▶ **What to produce**
Strip the pictures and reproduce the rest of the listing exactly.

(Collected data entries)

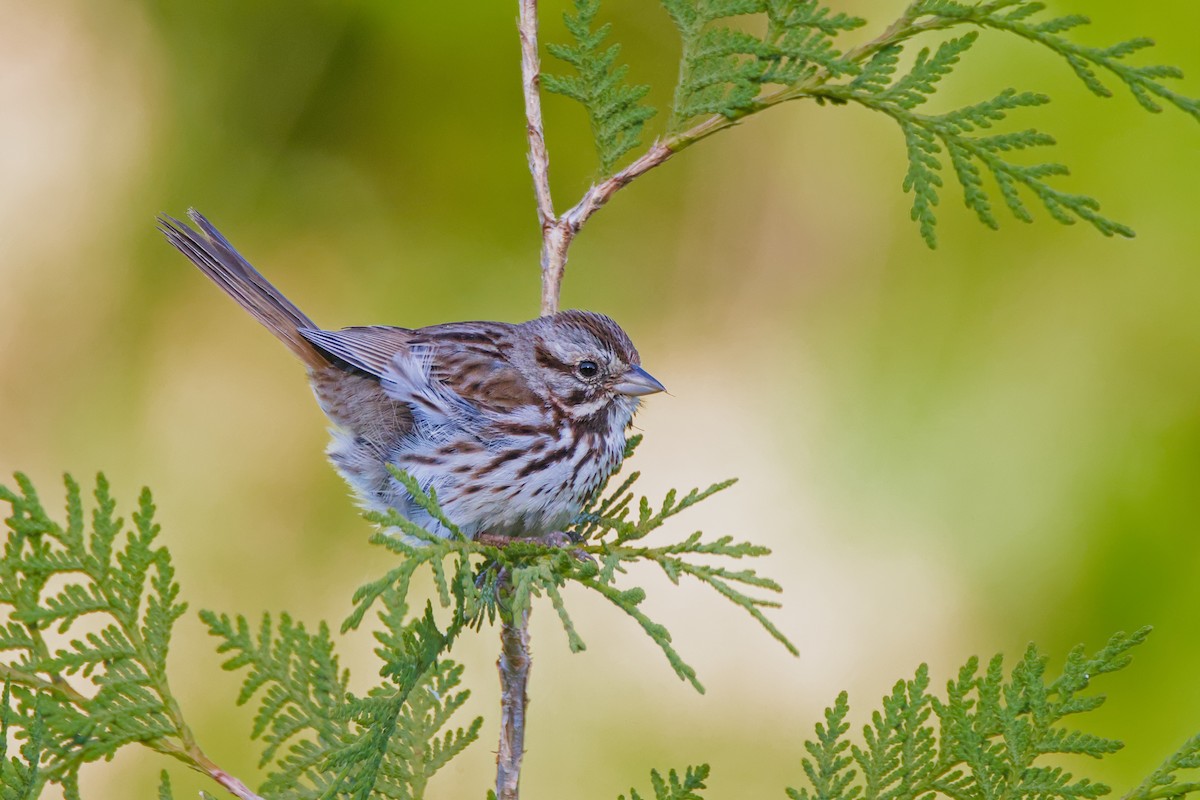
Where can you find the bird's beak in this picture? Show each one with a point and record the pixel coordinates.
(636, 382)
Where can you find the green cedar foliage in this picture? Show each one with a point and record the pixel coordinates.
(324, 741)
(742, 56)
(672, 787)
(987, 738)
(615, 108)
(609, 539)
(51, 576)
(990, 738)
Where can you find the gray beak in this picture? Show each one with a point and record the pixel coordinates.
(636, 382)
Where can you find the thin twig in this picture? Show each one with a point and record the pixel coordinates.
(559, 233)
(553, 244)
(514, 668)
(235, 787)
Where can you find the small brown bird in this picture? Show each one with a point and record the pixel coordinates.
(514, 426)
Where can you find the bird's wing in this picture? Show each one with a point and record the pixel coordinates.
(469, 359)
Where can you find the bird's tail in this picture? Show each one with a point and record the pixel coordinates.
(216, 258)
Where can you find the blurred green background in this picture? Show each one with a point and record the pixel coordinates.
(951, 452)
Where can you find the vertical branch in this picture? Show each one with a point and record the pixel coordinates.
(514, 668)
(556, 238)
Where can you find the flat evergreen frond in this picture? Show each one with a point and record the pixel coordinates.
(1164, 782)
(1143, 82)
(609, 535)
(115, 575)
(672, 787)
(964, 137)
(297, 677)
(987, 738)
(724, 67)
(801, 36)
(322, 740)
(21, 775)
(615, 108)
(720, 68)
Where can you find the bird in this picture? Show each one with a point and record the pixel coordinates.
(513, 425)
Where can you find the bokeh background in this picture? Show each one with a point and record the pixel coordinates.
(951, 452)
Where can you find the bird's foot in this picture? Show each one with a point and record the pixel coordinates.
(556, 539)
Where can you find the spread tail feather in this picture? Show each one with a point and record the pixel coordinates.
(223, 265)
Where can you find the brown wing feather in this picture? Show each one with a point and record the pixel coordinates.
(473, 360)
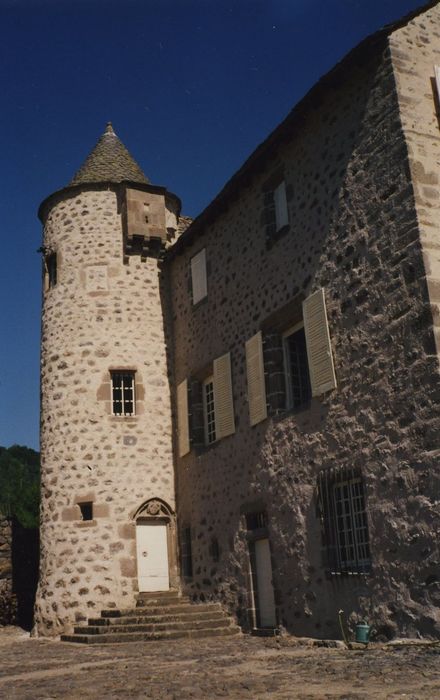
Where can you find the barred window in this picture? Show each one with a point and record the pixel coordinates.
(344, 521)
(209, 410)
(123, 396)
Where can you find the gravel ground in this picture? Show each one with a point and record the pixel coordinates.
(243, 667)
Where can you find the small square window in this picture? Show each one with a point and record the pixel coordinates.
(256, 521)
(296, 367)
(123, 393)
(209, 410)
(86, 510)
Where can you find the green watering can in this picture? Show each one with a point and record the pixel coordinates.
(363, 631)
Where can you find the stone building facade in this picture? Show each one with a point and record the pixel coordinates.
(284, 353)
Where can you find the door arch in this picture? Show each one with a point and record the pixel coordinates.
(156, 546)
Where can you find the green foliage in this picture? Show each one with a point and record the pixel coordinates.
(20, 484)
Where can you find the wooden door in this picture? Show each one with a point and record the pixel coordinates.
(152, 556)
(265, 594)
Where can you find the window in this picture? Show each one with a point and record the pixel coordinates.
(285, 368)
(214, 549)
(256, 521)
(86, 510)
(205, 407)
(296, 367)
(186, 552)
(209, 410)
(123, 397)
(51, 269)
(344, 521)
(280, 202)
(199, 283)
(437, 81)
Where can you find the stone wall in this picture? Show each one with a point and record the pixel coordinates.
(102, 314)
(415, 50)
(353, 229)
(8, 604)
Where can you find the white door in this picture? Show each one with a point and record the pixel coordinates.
(266, 599)
(152, 556)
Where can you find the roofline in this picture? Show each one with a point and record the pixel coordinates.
(257, 158)
(72, 190)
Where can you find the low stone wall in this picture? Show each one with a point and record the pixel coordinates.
(7, 598)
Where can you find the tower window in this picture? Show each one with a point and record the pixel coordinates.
(281, 211)
(146, 212)
(51, 269)
(123, 395)
(86, 510)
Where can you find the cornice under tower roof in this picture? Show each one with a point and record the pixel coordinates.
(109, 161)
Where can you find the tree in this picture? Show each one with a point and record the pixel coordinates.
(20, 484)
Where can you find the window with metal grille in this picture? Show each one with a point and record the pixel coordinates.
(344, 521)
(123, 397)
(86, 509)
(256, 521)
(298, 390)
(186, 552)
(51, 267)
(209, 410)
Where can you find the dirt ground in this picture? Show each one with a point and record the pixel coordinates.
(241, 668)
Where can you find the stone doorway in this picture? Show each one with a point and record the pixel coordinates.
(156, 547)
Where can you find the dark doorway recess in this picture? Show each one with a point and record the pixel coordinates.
(25, 561)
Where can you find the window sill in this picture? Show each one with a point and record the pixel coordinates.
(282, 413)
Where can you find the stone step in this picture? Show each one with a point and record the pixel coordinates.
(121, 638)
(159, 609)
(157, 627)
(146, 602)
(155, 618)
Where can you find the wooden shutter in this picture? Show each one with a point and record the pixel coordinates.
(223, 401)
(182, 418)
(198, 276)
(255, 379)
(280, 199)
(319, 351)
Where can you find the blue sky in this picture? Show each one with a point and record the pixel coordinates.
(191, 86)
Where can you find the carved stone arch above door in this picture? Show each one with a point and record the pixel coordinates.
(156, 546)
(154, 508)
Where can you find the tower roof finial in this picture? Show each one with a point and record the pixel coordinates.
(109, 161)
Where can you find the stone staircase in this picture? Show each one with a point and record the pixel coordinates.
(166, 615)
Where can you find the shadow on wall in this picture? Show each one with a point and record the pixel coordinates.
(25, 562)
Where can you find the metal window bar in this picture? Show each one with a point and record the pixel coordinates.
(297, 369)
(342, 506)
(209, 411)
(123, 397)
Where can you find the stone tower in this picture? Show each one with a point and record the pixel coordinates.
(107, 515)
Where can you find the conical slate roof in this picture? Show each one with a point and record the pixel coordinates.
(109, 162)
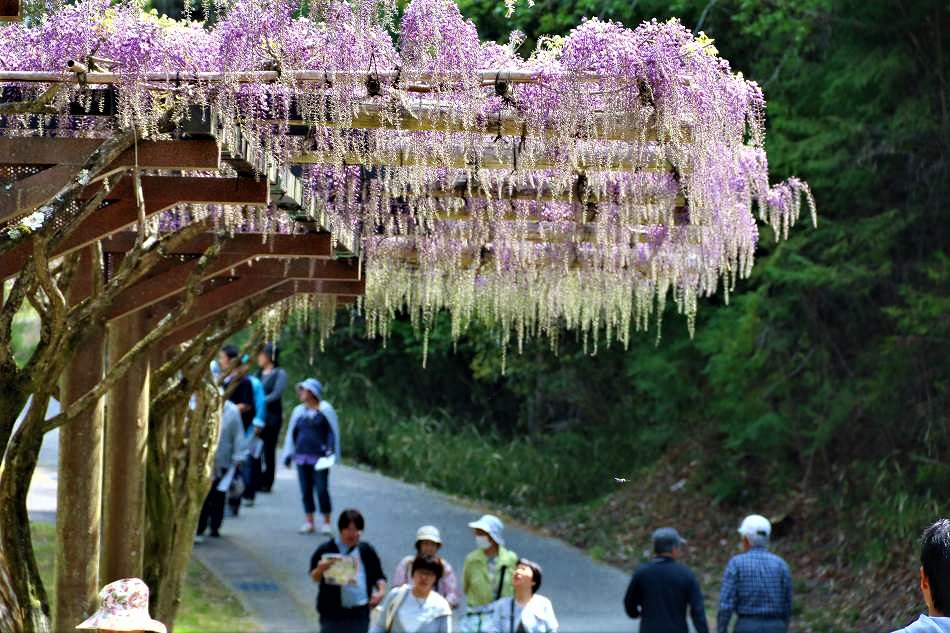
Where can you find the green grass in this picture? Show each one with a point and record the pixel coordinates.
(207, 605)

▶ **Result below**
Where can you find the bird's beak in this picture? Show each one with a point and record the pixel coordinates.
(636, 382)
Where can you find the green cedar foliage in this picture? Show each one with a point and record the pixel coordinates.
(324, 741)
(742, 56)
(672, 787)
(987, 738)
(615, 108)
(609, 539)
(51, 576)
(990, 738)
Where can you find the gray beak in this picture? Show each one with a point and record the pixel coordinates.
(636, 382)
Where can you find the thin twig in this picture? Show each one with a point and record the pixel coordinates.
(559, 233)
(553, 244)
(514, 668)
(235, 787)
Where can you find the small brown bird in this picture? Show each one with a point and record the pixel coordinates.
(514, 426)
Where can you find the bird's wing in this picture? Show each one with a point and record the pixel coordinates.
(469, 359)
Where can you find the bird's tail in this picture? Show each one with a point and record the pixel coordinates.
(216, 258)
Where can you find the blurred green background in this picture? Show each one with a point and record the pixel coordinates.
(951, 452)
Where can you find the vertical branch in this picture? Show each one with a point and record the pixel coordinates.
(514, 668)
(556, 238)
Where can you find the flat evergreen frond in this picture? Show each one with a point and record the pixel coordinates.
(1164, 782)
(1143, 82)
(609, 535)
(115, 575)
(672, 787)
(964, 137)
(297, 677)
(987, 738)
(724, 67)
(801, 36)
(322, 740)
(21, 775)
(615, 108)
(720, 68)
Where can you find the bird in this picture? Show each one with a point and record the pixel coordinates.
(513, 425)
Where can you find the bokeh background in this picture? Show each one with a point and record the pixel coordinates.
(951, 452)
Where can you find the bird's foot in this picture? Show each one with a point and record the pixel coordinates.
(556, 539)
Where can you find the spread tail feather in this picture? Show each one with a point and record the pixel coordinates.
(223, 265)
Where can you find the brown wing feather in this picture? Show each one with a point and record the pixel coordinates.
(473, 360)
Where can you find the barred window in this picture? Show each one with a point and record the pixel coordinates.
(344, 521)
(209, 410)
(123, 396)
Where can you find the gravel ground in this picture? Show each one with a point and record the pixel coordinates.
(243, 667)
Where can you find the small square window in this picture? Show each one with a point and record the pixel coordinates.
(256, 521)
(296, 367)
(123, 393)
(209, 410)
(86, 510)
Where can you find the green watering can in this picture? Show each one with a point and record the pixel coordinates.
(363, 631)
Where can you find the stone building facade in this picture? Show each one with a point and record the pixel coordinates.
(284, 353)
Where can you find the door arch in this picture? Show each one with a point and record the pixel coordinates.
(156, 546)
Where can you find the green foliage in this picture? Show each one with a point and record the pixel coordinates.
(20, 484)
Where can you find the wooden door in this picture? Show each one with a point and record the pixel coordinates.
(152, 556)
(265, 594)
Where can you find the window in this picture? Show each one with a point and record the pixel coordinates.
(285, 368)
(214, 549)
(256, 521)
(86, 510)
(205, 407)
(296, 367)
(186, 552)
(209, 410)
(123, 397)
(51, 269)
(344, 521)
(280, 202)
(199, 283)
(437, 81)
Where can you find the stone wall in this picture? Show each one with a point and record the pixel coordinates.
(102, 314)
(415, 50)
(353, 229)
(8, 604)
Where can you find the white door in this picture? Show each one with a point and record the pixel coordinates.
(266, 599)
(152, 556)
Where can you find the roofline in this picture? Show each one with a point and record the pixel coordinates.
(257, 158)
(72, 190)
Where can you find the low stone wall in this picture? Show each one with a point and record the pixel coordinates.
(7, 598)
Where can you find the tower window in this picture? Show each one with a point and record the pixel coordinates.
(281, 211)
(146, 212)
(51, 269)
(123, 395)
(86, 510)
Where can you find the cornice under tower roof in this picture? Show each one with a point and record the pixel coordinates.
(109, 161)
Where can you find the tree in this picture? Show each one with a point and record the pixel coordinates.
(20, 484)
Where can you find the window with metal grille in this picture? Show each one with a point and record the pixel coordinates.
(344, 521)
(123, 397)
(86, 509)
(256, 521)
(298, 390)
(186, 552)
(51, 267)
(209, 410)
Where can you find the dirt ground in this picture? Show each one with a point and record the pixel coordinates.
(241, 668)
Where can you find the stone doorway in this picture? Show each one with a point and record the pixel coordinates.
(156, 547)
Where can you find the dark doorway recess in this picture? Show each one with a point and record the pixel coordinates.
(25, 561)
Where can you find the window sill in this picture? Show each one with a point and record the pixel coordinates.
(282, 413)
Where can you find the stone step in this picture? Show each one with a point and record the pixel coordinates.
(121, 638)
(159, 609)
(157, 627)
(146, 602)
(155, 618)
Where can you find the wooden shutter in this picture? Show each one with a point and record the pixel coordinates.
(223, 401)
(182, 418)
(198, 276)
(255, 379)
(280, 199)
(319, 351)
Where can you find the blue sky in this picture? Show each one with a point and record the pixel coordinates.
(191, 86)
Where can you find the carved stone arch above door in this picture? Show each one with a point and record the pixel coordinates.
(156, 546)
(154, 508)
Where can you find the tower roof finial in this picture? Show each one with a point and record the pixel coordinates.
(109, 161)
Where can you find the stone staircase in this picture? Show each one with a point and record the pixel coordinates.
(166, 615)
Where can you find the shadow on wall in this picture? Show each one with a point and record the pixel coordinates.
(25, 562)
Where can you find the metal window bar in this picture? Show each one with a point and record the pixel coordinates.
(297, 369)
(342, 506)
(209, 411)
(123, 397)
Where can you find the stone tower in this picture? Show each one with a point and record the pixel coordinates.
(107, 515)
Where can you find the conical slate roof in this picture? Show each one with a point and record the pixel coordinates.
(109, 162)
Where can you find the green grass in this picture? Show each one with a point and record the pixel coordinates.
(207, 605)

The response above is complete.